Exercise tasks -
1. In the forum post on the MarkDuplicates error, how large is the folder used for tmpdir?
2. Rewrite the MarkDuplicates forum post between "picard-tools MarkDuplicates - spilling" and "(28872640 vs 29,000,000)", inclusive, changing "tmpdir" to "temporary directory".

Quoted passage -
Test-drive the GATK tools and Best Practices pipelines on Terra


Check out this blog post to learn how you can get started with GATK and try out the pipelines in preconfigured workspaces (with a user-friendly interface!) without having to install anything.

picard-tools MarkDuplicates - spilling to disk

ipeddieipeddie Sydney, AustraliaMember

Hi there,

Hope someone can shed some light on this issue.

I have problem running picard-tools MarkDuplicates. I get an error "No space left on device". Having a bit of a search I found people mention that it might be an issue with the tmpdir folder specified. However the folder I'm using for tmpdir is massive (72GB). Looking a bit more at the error log, I found the retain data points before spilling to disk line.

It had a number that matched very closely to the number of records read before the error message. (28872640 vs 29,000,000)

INFO 2015-09-03 15:53:32 MarkDuplicates Will retain up to 28872640 data points before spilling to disk.
...
INFO 2015-09-03 15:55:50 MarkDuplicates Read 29,000,000 records. Elapsed time: 00:02:18s. Time for last 1,000,000: 4s. Last read position: chr7:39,503,936
INFO 2015-09-03 15:55:50 MarkDuplicates Tracking 195949 as yet unmatched pairs. 13309 records in RAM.
[Thu Sep 03 15:55:53 EST 2015] picard.sam.markduplicates.MarkDuplicates done. Elapsed time: 2.35 minutes.
Runtime.totalMemory()=6107234304
To get help, see http://broadinstitute.github.io/picard/index.html#GettingHelp
Exception in thread "main" htsjdk.samtools.util.RuntimeIOException: java.io.IOException: No space left on device
at htsjdk.samtools.util.SortingCollection.spillToDisk(SortingCollection.java:245)
at htsjdk.samtools.util.SortingCollection.add(SortingCollection.java:165)
at picard.sam.markduplicates.MarkDuplicates.buildSortedReadEndLists(MarkDuplicates.java:281)
at picard.sam.markduplicates.MarkDuplicates.doWork(MarkDuplicates.java:114)
at picard.cmdline.CommandLineProgram.instanceMain(CommandLineProgram.java:206)
at picard.cmdline.PicardCommandLine.instanceMain(PicardCommandLine.java:95)
at picard.cmdline.PicardCommandLine.main(PicardCommandLine.java:105)
Caused by: java.io.IOException: No space left on device
at java.io.FileOutputStream.writeBytes(Native Method)
at java.io.FileOutputStream.write(FileOutputStream.java:318)
at java.io.BufferedOutputStream.flushBuffer(BufferedOutputStream.java:82)
at java.io.BufferedOutputStream.write(BufferedOutputStream.java:126)
at org.xerial.snappy.SnappyOutputStream.dump(SnappyOutputStream.java:127)

Annotation records:
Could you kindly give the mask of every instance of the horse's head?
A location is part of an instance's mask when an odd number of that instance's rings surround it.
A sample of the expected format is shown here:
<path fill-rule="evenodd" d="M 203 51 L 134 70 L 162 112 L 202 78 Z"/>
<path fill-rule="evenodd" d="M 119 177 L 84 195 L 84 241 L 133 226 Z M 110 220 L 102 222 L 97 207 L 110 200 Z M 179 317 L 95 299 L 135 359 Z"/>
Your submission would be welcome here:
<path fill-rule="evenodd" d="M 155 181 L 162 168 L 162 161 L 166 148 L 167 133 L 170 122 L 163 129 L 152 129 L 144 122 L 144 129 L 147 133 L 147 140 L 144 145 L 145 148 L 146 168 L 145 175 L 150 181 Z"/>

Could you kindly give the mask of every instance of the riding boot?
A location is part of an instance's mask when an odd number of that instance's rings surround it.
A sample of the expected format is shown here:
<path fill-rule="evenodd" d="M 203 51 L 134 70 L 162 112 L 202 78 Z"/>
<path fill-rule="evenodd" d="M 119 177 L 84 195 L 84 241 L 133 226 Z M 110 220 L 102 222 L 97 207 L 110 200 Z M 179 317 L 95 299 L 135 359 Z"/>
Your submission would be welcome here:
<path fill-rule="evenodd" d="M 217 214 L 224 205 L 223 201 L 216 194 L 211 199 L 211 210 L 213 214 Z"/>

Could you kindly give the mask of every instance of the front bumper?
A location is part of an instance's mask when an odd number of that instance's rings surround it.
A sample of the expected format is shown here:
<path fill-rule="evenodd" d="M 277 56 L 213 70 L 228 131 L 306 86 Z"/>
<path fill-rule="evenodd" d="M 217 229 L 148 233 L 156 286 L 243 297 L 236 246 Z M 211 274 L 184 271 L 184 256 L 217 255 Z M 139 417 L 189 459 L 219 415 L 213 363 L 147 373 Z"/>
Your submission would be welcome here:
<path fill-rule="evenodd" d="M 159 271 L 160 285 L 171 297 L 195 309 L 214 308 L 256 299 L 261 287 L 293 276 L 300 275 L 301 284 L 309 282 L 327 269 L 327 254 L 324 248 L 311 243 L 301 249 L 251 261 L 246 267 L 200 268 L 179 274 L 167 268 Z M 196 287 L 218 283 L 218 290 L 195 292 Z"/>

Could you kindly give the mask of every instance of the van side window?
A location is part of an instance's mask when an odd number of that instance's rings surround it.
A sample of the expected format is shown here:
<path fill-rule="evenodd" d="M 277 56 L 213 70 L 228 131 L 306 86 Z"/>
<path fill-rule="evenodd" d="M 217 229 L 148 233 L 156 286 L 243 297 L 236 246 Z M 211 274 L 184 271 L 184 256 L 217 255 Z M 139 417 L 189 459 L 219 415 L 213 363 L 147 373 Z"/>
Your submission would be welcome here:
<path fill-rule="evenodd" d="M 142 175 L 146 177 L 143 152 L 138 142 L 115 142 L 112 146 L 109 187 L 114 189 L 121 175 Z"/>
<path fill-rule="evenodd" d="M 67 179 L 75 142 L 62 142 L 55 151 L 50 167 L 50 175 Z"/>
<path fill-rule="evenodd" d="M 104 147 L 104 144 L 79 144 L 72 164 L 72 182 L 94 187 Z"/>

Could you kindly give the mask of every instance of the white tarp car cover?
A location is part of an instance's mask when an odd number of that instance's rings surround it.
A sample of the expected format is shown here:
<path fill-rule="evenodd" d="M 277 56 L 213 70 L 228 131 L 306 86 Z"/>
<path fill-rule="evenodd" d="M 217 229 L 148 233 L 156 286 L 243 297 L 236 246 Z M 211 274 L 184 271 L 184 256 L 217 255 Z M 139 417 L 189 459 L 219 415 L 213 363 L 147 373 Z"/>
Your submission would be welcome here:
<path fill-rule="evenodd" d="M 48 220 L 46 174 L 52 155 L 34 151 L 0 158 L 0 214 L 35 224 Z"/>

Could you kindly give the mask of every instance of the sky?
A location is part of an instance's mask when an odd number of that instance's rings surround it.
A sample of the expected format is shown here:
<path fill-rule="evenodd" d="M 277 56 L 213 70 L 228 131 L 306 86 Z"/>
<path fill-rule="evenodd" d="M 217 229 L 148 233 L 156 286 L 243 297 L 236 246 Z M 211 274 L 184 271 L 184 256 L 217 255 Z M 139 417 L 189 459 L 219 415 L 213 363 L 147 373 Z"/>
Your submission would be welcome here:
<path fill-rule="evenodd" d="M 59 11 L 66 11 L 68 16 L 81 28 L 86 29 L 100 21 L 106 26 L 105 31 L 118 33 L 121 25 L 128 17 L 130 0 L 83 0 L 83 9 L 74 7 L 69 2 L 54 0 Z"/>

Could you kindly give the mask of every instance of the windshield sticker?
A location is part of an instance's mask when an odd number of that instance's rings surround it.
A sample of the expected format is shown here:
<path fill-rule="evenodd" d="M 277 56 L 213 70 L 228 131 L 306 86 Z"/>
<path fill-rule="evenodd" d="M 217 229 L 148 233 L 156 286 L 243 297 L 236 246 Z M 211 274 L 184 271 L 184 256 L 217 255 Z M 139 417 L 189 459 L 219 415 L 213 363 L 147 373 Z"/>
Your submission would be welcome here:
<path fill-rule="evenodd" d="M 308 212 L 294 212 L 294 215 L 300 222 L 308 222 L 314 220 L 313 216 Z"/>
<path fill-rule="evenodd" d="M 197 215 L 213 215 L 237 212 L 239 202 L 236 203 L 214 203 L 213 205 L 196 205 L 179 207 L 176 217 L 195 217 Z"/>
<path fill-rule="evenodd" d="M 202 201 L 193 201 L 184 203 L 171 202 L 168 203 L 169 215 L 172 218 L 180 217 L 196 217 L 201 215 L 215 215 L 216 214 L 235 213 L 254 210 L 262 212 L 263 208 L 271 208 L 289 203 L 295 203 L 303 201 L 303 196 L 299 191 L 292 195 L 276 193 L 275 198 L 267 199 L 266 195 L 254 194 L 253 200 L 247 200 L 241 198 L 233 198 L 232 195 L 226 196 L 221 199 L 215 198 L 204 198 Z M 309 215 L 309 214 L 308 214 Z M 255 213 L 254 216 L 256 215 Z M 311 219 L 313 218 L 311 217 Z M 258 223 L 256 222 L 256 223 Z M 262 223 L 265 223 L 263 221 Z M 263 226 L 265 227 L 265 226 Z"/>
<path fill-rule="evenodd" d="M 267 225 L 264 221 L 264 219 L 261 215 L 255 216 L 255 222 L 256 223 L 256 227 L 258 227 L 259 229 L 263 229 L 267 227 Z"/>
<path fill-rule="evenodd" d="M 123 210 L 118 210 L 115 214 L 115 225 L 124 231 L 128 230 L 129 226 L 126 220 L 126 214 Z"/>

Answers to the problems -
1. 72GB

2.
picard-tools MarkDuplicates - spilling to disk

ipeddieipeddie Sydney, AustraliaMember

Hi there,

Hope someone can shed some light on this issue.

I have problem running picard-tools MarkDuplicates. I get an error "No space left on device". Having a bit of a search I found people mention that it might be an issue with the temporary directory folder specified. However the folder I'm using for temporary directory is massive (72GB). Looking a bit more at the error log, I found the retain data points before spilling to disk line.

It had a number that matched very closely to the number of records read before the error message. (28872640 vs 29,000,000)